Records taken from a data source:

◇ ◇ ◇ ◇ ◇ ◇ ◇

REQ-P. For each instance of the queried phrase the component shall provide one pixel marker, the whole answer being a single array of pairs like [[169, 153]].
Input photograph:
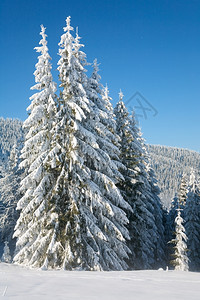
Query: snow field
[[20, 283]]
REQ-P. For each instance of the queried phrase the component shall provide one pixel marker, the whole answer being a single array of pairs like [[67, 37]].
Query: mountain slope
[[169, 163]]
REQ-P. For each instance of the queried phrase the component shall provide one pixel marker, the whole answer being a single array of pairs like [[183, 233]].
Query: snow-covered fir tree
[[192, 225], [6, 257], [90, 227], [169, 225], [10, 196], [179, 256], [160, 256], [36, 225], [140, 191], [182, 192]]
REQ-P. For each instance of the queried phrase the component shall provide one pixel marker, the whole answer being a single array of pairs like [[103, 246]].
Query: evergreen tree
[[182, 193], [169, 224], [192, 225], [160, 258], [140, 191], [10, 196], [6, 257], [180, 259], [36, 226], [90, 225]]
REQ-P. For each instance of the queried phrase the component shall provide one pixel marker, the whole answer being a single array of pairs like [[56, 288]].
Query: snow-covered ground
[[19, 283]]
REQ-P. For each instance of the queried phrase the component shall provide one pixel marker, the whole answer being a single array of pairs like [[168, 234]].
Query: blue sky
[[150, 47]]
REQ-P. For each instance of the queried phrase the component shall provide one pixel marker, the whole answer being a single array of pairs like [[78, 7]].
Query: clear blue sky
[[152, 47]]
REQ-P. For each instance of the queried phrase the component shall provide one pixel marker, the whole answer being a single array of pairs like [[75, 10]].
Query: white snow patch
[[20, 283]]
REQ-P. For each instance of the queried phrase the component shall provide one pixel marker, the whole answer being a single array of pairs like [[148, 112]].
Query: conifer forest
[[80, 189]]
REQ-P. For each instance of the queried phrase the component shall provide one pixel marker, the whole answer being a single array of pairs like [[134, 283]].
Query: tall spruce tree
[[192, 225], [91, 225], [10, 196], [182, 193], [179, 255], [36, 226], [139, 190]]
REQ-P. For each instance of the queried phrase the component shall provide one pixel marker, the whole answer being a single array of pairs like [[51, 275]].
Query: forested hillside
[[169, 163]]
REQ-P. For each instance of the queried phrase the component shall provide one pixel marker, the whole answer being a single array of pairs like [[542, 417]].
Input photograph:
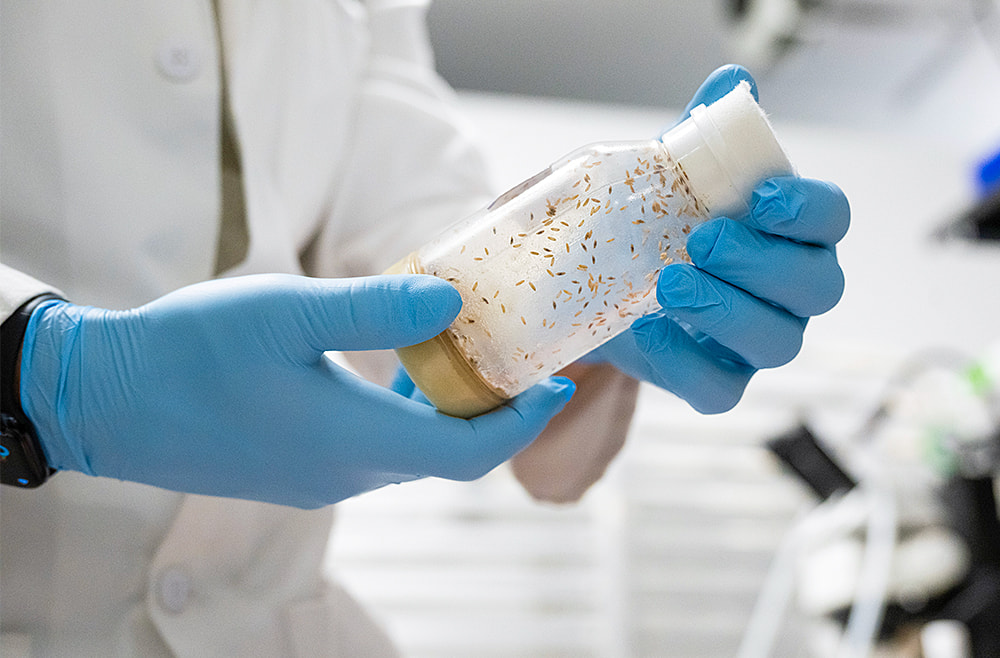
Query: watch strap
[[22, 460]]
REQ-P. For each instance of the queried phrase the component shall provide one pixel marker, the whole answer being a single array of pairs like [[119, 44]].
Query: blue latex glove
[[222, 388], [744, 302]]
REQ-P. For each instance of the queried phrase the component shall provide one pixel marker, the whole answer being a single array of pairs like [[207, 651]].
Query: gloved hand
[[743, 302], [222, 388]]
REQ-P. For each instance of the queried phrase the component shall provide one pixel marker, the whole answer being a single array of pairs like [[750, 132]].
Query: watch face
[[21, 464]]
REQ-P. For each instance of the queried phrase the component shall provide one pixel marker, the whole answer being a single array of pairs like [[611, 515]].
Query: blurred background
[[700, 541]]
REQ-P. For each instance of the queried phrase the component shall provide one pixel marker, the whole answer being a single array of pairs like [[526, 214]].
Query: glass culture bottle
[[568, 259]]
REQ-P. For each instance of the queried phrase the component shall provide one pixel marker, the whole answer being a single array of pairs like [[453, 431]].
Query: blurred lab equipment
[[901, 557]]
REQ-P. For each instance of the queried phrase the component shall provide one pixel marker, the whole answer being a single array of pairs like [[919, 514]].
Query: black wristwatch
[[22, 461]]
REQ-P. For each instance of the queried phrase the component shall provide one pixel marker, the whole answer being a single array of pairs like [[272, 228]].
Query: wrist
[[23, 461], [50, 378]]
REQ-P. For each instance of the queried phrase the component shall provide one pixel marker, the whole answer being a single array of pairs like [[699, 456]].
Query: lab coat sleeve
[[16, 288], [416, 167]]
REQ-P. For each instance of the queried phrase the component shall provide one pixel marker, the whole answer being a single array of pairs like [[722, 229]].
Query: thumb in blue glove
[[222, 388], [743, 302]]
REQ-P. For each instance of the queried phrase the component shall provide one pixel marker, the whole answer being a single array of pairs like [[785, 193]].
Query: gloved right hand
[[222, 388]]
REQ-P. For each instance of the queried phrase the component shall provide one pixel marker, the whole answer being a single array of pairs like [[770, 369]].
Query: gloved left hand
[[744, 301], [222, 388]]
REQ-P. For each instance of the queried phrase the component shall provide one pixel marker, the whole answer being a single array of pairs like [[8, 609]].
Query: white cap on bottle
[[726, 149]]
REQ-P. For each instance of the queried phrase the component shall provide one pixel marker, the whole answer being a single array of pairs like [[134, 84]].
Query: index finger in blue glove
[[762, 334], [719, 82], [804, 279], [460, 449], [803, 209], [364, 313]]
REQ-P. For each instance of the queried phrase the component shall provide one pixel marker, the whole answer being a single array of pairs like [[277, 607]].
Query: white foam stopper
[[726, 149]]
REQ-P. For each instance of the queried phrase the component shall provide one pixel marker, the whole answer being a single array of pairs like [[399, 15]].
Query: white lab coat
[[351, 155]]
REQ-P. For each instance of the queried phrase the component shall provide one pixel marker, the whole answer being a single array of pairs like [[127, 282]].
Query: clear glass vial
[[569, 259]]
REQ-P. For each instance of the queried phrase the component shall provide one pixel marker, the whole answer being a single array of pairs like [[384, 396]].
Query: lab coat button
[[179, 61], [173, 590]]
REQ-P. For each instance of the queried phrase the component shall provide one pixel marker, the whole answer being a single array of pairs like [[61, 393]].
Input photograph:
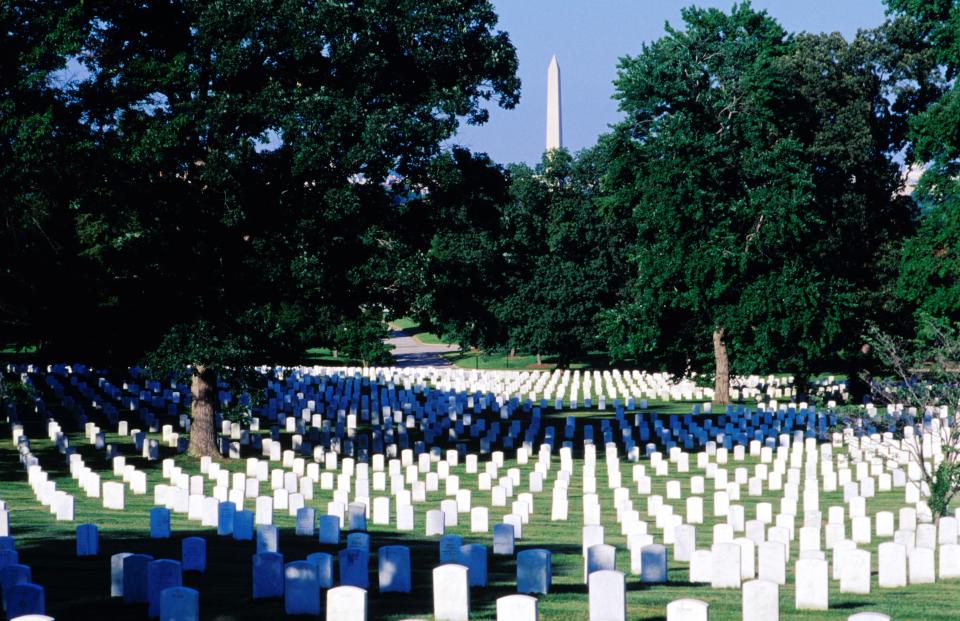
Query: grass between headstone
[[79, 588]]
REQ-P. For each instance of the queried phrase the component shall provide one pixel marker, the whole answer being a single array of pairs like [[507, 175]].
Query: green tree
[[462, 269], [564, 255], [930, 279], [229, 163], [923, 376], [752, 162]]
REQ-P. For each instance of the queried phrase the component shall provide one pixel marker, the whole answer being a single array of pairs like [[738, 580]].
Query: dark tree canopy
[[223, 162], [220, 168], [564, 255], [757, 169], [930, 278]]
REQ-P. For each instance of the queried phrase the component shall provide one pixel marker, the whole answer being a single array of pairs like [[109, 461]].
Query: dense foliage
[[758, 168], [213, 176]]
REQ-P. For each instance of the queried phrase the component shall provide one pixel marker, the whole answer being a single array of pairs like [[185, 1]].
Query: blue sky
[[588, 37]]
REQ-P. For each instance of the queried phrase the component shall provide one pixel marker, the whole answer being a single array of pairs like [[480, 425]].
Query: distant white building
[[554, 127]]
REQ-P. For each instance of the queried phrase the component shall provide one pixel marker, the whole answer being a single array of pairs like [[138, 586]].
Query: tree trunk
[[203, 431], [721, 381]]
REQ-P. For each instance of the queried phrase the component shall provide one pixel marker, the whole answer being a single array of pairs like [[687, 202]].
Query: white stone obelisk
[[554, 133]]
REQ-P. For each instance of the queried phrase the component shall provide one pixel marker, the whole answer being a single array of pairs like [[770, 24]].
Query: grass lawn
[[79, 588], [412, 328]]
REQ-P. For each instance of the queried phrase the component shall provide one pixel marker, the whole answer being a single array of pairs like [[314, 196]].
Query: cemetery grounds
[[79, 588]]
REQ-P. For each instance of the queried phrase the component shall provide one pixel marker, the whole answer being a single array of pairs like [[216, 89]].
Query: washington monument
[[554, 132]]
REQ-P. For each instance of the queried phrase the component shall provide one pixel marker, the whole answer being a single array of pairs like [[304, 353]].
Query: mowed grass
[[412, 328], [79, 588]]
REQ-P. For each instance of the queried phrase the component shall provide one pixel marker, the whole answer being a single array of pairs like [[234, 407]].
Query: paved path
[[409, 352]]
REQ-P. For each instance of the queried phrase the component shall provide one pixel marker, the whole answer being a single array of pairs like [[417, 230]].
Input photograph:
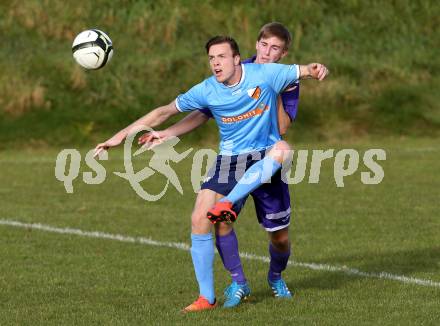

◇ ◇ ◇ ◇ ◇ ◇ ◇

▶ WHAT YOU ARE ASKED TO DO: Turn all of the data above into a numbered list with one entry per line, dropping any blank lines. Leave the pictures out of your answer.

▶ THE REPLY:
1. REQ-P. For each instance of the queried phrase the component shall provide one pixel marker, the whole answer being a single array of pairs like [[169, 153]].
2. Input photograph:
3. Query: snow field
4. [[20, 283]]
5. REQ-P. For each instance of the queried phrase the component shall provide one pixel marker, the whole answer being a single array of pairs like [[67, 37]].
6. Query: mountain slope
7. [[169, 163]]
8. REQ-P. For each instance of the queried phrase the component shall provide one pixel marker, the whole answer being a single array of pairs like [[183, 233]].
9. Query: snow-covered fir tree
10. [[192, 225], [6, 257], [90, 227], [169, 225], [10, 196], [179, 256], [160, 256], [36, 225], [140, 191], [182, 192]]
11. REQ-P. For each instance of the queried phrase the component shall provide one pixel marker, the whole answer being a single array of pairs like [[103, 246]].
12. Query: evergreen tree
13. [[182, 193], [169, 224], [192, 225], [160, 258], [140, 191], [10, 196], [6, 257], [180, 259], [36, 226], [90, 225]]
14. REQ-P. For each instance of the queried phrase the component shall provide one pixel marker, the whole answer being a single array of pairs like [[56, 288]].
15. Query: snow-covered ground
16. [[19, 283]]
17. REQ-P. For each instance of the queried phrase the component shall provide one pixel marker, the whole answer being a single array of pairs like [[168, 234]].
18. Query: blue sky
19. [[150, 47]]
20. REQ-P. For each instance of the queried phrase the component shall provide one pixel marker, the whole answer being a single array of pairs like [[78, 7]].
21. Query: clear blue sky
22. [[152, 47]]
23. REQ-P. For each instance of the queried phrase the component shall provide one pixel marker, the whole answer being a single array of pairs like [[75, 10]].
24. Query: white snow patch
25. [[20, 283]]
26. REQ-P. For each instance of the queried phrase the component shall provide one pixel marker, the whole answer being a single array of pairs like [[148, 112]].
27. Query: conifer forest
28. [[80, 189]]
29. REQ-P. For each instance of the queried phrase the component shall provide one pixel marker, the whole answer being a single array of pairs like [[134, 283]].
30. Query: tall spruce tree
31. [[192, 225], [91, 225], [10, 196], [182, 193], [179, 255], [36, 226], [139, 190]]
32. REQ-P. For each instance of the queried phrase the component shall provide one pixel marker, the whole answer being a single array of pairs like [[51, 275]].
33. Query: forested hillside
34. [[169, 163]]
35. REQ-P. For each instance of the queried phrase the component shall provide one pixel marker, the whole answer being a single array of pairs like [[542, 417]].
36. Input photograph:
37. Query: watch strap
38. [[22, 460]]
39. REQ-P. For each instance of the queried phrase the component shall provide one pixel marker, the whole answer being a single array of pairs like [[119, 44]].
40. Query: blue latex glove
41. [[222, 388], [744, 302]]
42. REQ-P. For each instance of the queried phrase the component shall provide one pixel marker, the whole answer being a single array of pairs like [[207, 651]].
43. Query: gloved hand
44. [[743, 302], [222, 388]]
45. REQ-P. For each instance of the queried phrase the component shall provide one pixel marker, the whole answer being a single array of pairs like [[750, 132]].
46. Query: watch face
47. [[21, 464]]
48. REQ-P. For each instance of the queried phrase the component shall provide one pixel marker, the whole answer being a single array of pairs like [[611, 515]].
49. Query: blurred background
50. [[700, 541]]
51. REQ-P. For each instance of the queried phrase the component shall provide one pixel marker, the whole answer being a single array of pairs like [[526, 214]].
52. Query: glass culture bottle
53. [[568, 259]]
54. REQ-P. For each instance of the queried phrase the component shall provide one pixel marker, the whole answer being a single array of pairs like [[453, 431]].
55. Query: blurred lab equipment
56. [[901, 557]]
57. REQ-P. For each instance of the queried phrase the component shall provide one pixel marker, the whole answer being a single array of pairs like [[919, 514]].
58. Query: black wristwatch
59. [[22, 461]]
60. REQ-P. For each instance of the queried phrase the component shall provide one pixel marker, the whole answer being a single array of pairs like [[272, 228]].
61. Query: wrist
62. [[23, 461], [50, 378]]
63. REQ-P. For each instance of the queried phrase the component shall provide one pixel marker, the whole answer being a single array of pairs like [[699, 456]].
64. Query: lab coat sleeve
65. [[16, 288], [416, 167]]
66. REQ-P. For each instance of the queried phrase the component shall provide one pixel marker, the whole answer being a single array of pairs like [[722, 229]].
67. Query: thumb in blue glove
68. [[222, 388], [743, 302]]
69. REQ-P. For each instance of the queried phrase the component shall provide one pixel marker, the whole answer being a single array of pairs like [[785, 193]].
70. Query: gloved right hand
71. [[222, 388]]
72. REQ-P. For each instance of the queried phrase the component shall provide one pixel marker, the whole answer being a single array of pairs like [[770, 369]].
73. Query: gloved left hand
74. [[744, 301], [222, 388]]
75. REQ-P. For each instance of the queried phrase the component shall provide one pixel marker, the whole answer being a single array of pairs like [[8, 609]].
76. Query: white cap on bottle
77. [[726, 149]]
78. REQ-P. For each instance of the queried phrase the component shall provide one pixel marker, the whole answer being a single array of pairs like [[134, 84]].
79. Query: index finger in blue glove
80. [[762, 334], [719, 82], [804, 279], [460, 449], [803, 209], [364, 313]]
81. REQ-P. For each instance of the queried phrase the component shall provide one pixel marker, the whole answer being a single array of pairs like [[277, 607]].
82. Query: white foam stopper
83. [[726, 149]]
84. REQ-P. For each instance of the queried phrase the component shall provide one pixel marker, the whole answer being a single array of pairs like [[399, 15]].
85. Query: white lab coat
86. [[351, 155]]
87. REQ-P. For each instance of the queried phrase the component shall provide one pixel marker, the whole answer being a single array of pairs like [[127, 282]].
88. Query: clear glass vial
89. [[569, 259]]
90. REQ-P. For each instance of the queried phrase the component shall provide one pixel marker, the whole answer being a single array of pairs like [[384, 396]].
91. Query: lab coat button
92. [[179, 61], [173, 590]]
93. REQ-P. For each instance of the queried phrase the component shall provide one pixel marker, the whole answer being a single array of pairs like [[61, 393]].
94. Input photograph:
95. Query: grass between headstone
96. [[79, 588]]
97. REQ-P. For each instance of the queried phrase the component shall provide one pixel marker, the whole answer being a single array of pairs like [[507, 175]].
98. Query: green tree
99. [[462, 269], [564, 255], [930, 279], [229, 163], [923, 376], [752, 162]]
100. REQ-P. For each instance of the queried phrase the component shall provide one pixel marker, the whole answer being a single array of pairs like [[738, 580]].
101. Query: dark tree canopy
102. [[223, 162], [220, 168], [564, 255], [757, 169], [930, 278]]
103. REQ-P. For each instance of the queried phrase the component shall provide one pixel marker, the whole answer being a single array of pairs like [[109, 461]].
104. Query: dense foliage
105. [[758, 168], [213, 176]]
106. REQ-P. For each instance of the queried phrase the component shall provide one pixel marker, the whole answer being a single array of pairs like [[185, 1]].
107. Query: blue sky
108. [[588, 37]]
109. REQ-P. For each instance of the queried phrase the component shall provide one pixel marker, the whole answer being a single array of pairs like [[480, 425]].
110. Query: distant white building
111. [[554, 127]]
112. REQ-P. For each instance of the queried phrase the component shall provide one pixel marker, the whole answer being a single array of pairs like [[138, 586]].
113. Query: tree trunk
114. [[203, 431], [721, 381]]
115. REQ-P. For each instance of the queried phrase the component shall provide one pixel marker, the whole answer being a single array of pairs like [[687, 202]].
116. Query: white stone obelisk
117. [[554, 133]]
118. REQ-P. For each instance of the queried phrase the component shall provide one pixel marker, the whole answer being a single array of pairs like [[770, 24]].
119. Query: grass lawn
120. [[79, 588], [412, 328]]
121. REQ-P. For each instance of the queried phrase the component shall provide one pixel marker, the whole answer being a single array of pairs like [[314, 196]].
122. Query: cemetery grounds
123. [[79, 588]]
124. REQ-P. For each instance of the queried phrase the component shall provide one pixel marker, the whole answer being a single array of pairs like [[216, 89]].
125. Query: washington monument
126. [[554, 132]]
127. REQ-P. For each instance of the queried phrase the component shall provide one pixel marker, the whole answer being a single array of pairs like [[304, 353]].
128. Query: mowed grass
129. [[412, 328], [79, 588]]
130. REQ-P. For each instance of the queried phrase the component shall provide one pixel marker, the whole answer being a single array of pairs like [[234, 407]].
131. Query: paved path
132. [[409, 352]]
133. REQ-P. For each instance of the queried phrase the component shall provide one pixel marker, the whole answer being a single array of pairs like [[417, 230]].
134. Input photograph:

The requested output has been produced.